◆ Data shown ◆

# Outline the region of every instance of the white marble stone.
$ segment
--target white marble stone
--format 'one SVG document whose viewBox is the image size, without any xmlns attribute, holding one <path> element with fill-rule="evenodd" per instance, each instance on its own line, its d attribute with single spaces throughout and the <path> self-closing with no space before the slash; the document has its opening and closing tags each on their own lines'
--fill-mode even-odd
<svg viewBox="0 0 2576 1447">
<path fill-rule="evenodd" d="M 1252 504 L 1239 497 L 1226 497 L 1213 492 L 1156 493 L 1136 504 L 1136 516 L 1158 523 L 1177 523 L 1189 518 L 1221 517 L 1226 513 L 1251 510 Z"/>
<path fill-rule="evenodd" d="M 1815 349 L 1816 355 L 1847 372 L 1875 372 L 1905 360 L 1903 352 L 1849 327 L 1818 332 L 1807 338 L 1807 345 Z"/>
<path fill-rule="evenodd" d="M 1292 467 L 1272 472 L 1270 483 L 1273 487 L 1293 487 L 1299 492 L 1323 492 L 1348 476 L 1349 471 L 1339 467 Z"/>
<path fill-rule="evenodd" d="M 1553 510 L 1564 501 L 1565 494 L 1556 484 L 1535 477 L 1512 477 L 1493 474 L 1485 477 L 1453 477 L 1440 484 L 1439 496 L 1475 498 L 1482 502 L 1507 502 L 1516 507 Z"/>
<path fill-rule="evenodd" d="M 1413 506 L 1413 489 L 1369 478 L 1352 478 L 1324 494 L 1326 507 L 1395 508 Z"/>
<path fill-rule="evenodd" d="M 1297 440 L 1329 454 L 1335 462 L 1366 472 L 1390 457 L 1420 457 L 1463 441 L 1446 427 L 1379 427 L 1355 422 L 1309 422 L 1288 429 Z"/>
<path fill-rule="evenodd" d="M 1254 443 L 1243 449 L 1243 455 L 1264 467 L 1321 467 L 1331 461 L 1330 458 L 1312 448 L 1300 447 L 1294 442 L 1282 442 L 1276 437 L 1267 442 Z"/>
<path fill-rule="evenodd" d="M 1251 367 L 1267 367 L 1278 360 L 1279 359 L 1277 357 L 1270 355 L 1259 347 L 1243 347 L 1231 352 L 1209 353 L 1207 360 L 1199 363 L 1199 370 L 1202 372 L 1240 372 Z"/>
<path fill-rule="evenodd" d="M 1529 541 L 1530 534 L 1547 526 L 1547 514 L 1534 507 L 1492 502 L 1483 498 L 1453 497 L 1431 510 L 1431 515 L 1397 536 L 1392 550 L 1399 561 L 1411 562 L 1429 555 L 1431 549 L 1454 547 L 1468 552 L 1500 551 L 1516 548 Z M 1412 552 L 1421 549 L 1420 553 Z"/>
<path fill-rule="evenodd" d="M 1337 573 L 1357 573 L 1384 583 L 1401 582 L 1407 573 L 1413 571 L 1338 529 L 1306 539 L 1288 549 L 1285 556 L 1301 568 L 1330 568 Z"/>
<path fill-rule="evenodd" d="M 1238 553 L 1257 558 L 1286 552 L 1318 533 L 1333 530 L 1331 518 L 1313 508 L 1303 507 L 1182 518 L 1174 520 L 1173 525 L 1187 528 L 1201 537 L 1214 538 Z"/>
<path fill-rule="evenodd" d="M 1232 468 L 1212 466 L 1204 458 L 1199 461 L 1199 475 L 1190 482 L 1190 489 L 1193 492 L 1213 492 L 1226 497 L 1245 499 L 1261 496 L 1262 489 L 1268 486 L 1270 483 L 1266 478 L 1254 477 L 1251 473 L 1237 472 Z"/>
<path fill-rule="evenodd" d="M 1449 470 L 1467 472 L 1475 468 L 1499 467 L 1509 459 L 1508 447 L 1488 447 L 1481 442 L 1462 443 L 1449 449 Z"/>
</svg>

◆ What is being asked ◆
Give the data again, exactly as it stands.

◆ Completed exercise ◆
# Outline the region of every instance of the white marble stone.
$ segment
--target white marble stone
--format 'one SVG document whose viewBox is the image size, without any xmlns attribute, holding one <path> element with fill-rule="evenodd" per instance, each instance on its own line, its d attribute with single spaces throughout and the <path> self-closing with no space before the slash; the document has its opening and closing tags each on their own lines'
--fill-mode even-odd
<svg viewBox="0 0 2576 1447">
<path fill-rule="evenodd" d="M 1252 504 L 1239 497 L 1226 497 L 1213 492 L 1156 493 L 1136 504 L 1136 516 L 1158 523 L 1177 523 L 1189 518 L 1221 517 L 1226 513 L 1251 510 Z"/>
<path fill-rule="evenodd" d="M 1815 349 L 1816 355 L 1847 372 L 1875 372 L 1905 360 L 1903 352 L 1849 327 L 1818 332 L 1807 338 L 1807 345 Z"/>
<path fill-rule="evenodd" d="M 1292 467 L 1272 472 L 1270 483 L 1273 487 L 1293 487 L 1299 492 L 1323 492 L 1348 476 L 1349 471 L 1339 467 Z"/>
<path fill-rule="evenodd" d="M 1553 510 L 1564 501 L 1565 494 L 1556 484 L 1535 477 L 1512 477 L 1493 474 L 1485 477 L 1453 477 L 1440 484 L 1439 496 L 1475 498 L 1482 502 L 1507 502 L 1516 507 Z"/>
<path fill-rule="evenodd" d="M 1413 506 L 1413 489 L 1369 478 L 1352 478 L 1324 494 L 1326 507 L 1395 508 Z"/>
<path fill-rule="evenodd" d="M 1297 440 L 1329 454 L 1335 462 L 1366 472 L 1390 457 L 1420 457 L 1463 441 L 1446 427 L 1379 427 L 1355 422 L 1309 422 L 1288 429 Z"/>
<path fill-rule="evenodd" d="M 1254 443 L 1243 449 L 1243 455 L 1264 467 L 1321 467 L 1331 461 L 1330 458 L 1312 448 L 1300 447 L 1294 442 L 1282 442 L 1276 437 L 1267 442 Z"/>
<path fill-rule="evenodd" d="M 1251 367 L 1267 367 L 1278 360 L 1279 359 L 1277 357 L 1270 355 L 1259 347 L 1243 347 L 1231 352 L 1209 353 L 1207 360 L 1199 363 L 1199 370 L 1202 372 L 1240 372 Z"/>
<path fill-rule="evenodd" d="M 1529 541 L 1530 534 L 1547 526 L 1547 514 L 1534 507 L 1492 502 L 1483 498 L 1453 497 L 1431 510 L 1431 515 L 1397 536 L 1392 550 L 1399 561 L 1411 562 L 1429 555 L 1431 549 L 1454 547 L 1468 552 L 1500 551 L 1516 548 Z M 1412 552 L 1421 549 L 1420 553 Z"/>
<path fill-rule="evenodd" d="M 1337 573 L 1357 573 L 1384 583 L 1401 582 L 1407 573 L 1413 571 L 1338 529 L 1306 539 L 1288 549 L 1285 556 L 1301 568 L 1330 568 Z"/>
<path fill-rule="evenodd" d="M 1238 553 L 1257 558 L 1286 552 L 1318 533 L 1333 530 L 1331 518 L 1313 508 L 1303 507 L 1182 518 L 1174 520 L 1173 525 L 1187 528 L 1201 537 L 1214 538 Z"/>
<path fill-rule="evenodd" d="M 1232 468 L 1212 466 L 1204 458 L 1199 461 L 1199 475 L 1190 482 L 1190 489 L 1193 492 L 1213 492 L 1226 497 L 1245 499 L 1261 496 L 1262 489 L 1268 486 L 1270 483 L 1266 478 L 1254 477 L 1251 473 L 1237 472 Z"/>
<path fill-rule="evenodd" d="M 1449 470 L 1467 472 L 1475 468 L 1499 467 L 1509 459 L 1508 447 L 1488 447 L 1481 442 L 1462 443 L 1449 449 Z"/>
</svg>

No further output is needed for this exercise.